Converta as linhas dos itens abaixo numa lista JSON de strings, com uma string para cada linha e sem as linhas em branco. Deixe as imagens de fora da resposta.

★ ★ ★ ★ ★ ★ ★

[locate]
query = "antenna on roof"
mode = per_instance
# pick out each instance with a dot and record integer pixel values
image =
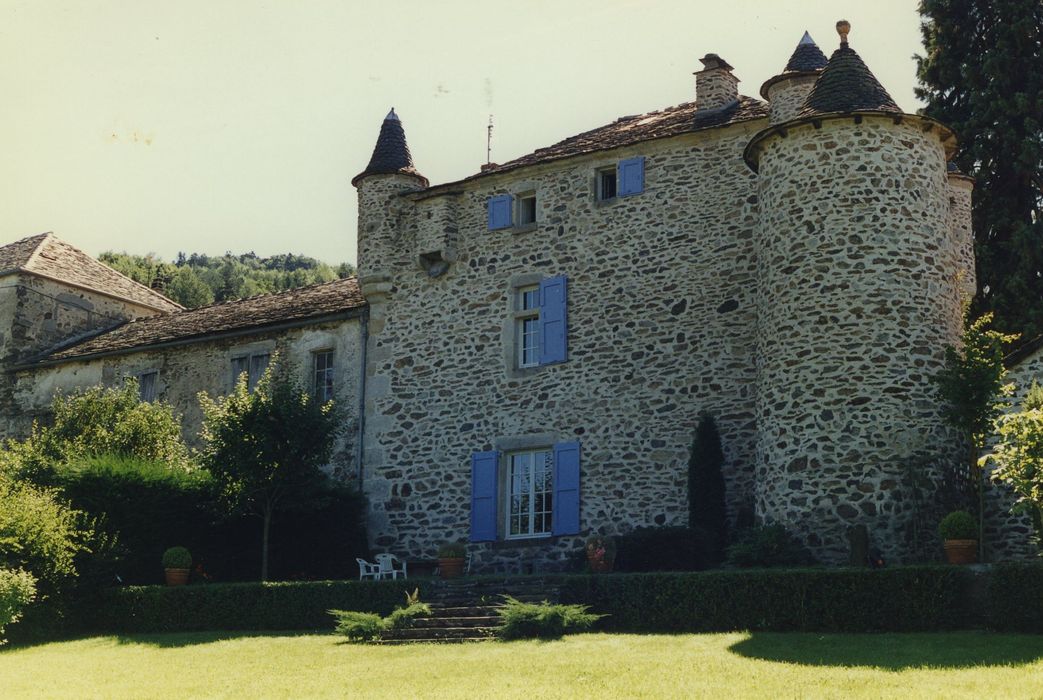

★ ★ ★ ★ ★ ★ ★

| Resposta completa |
[
  "[locate]",
  "query = \"antenna on roof\"",
  "mode = per_instance",
  "# pick out each instance with a dot and record integer pixel values",
  "image ="
]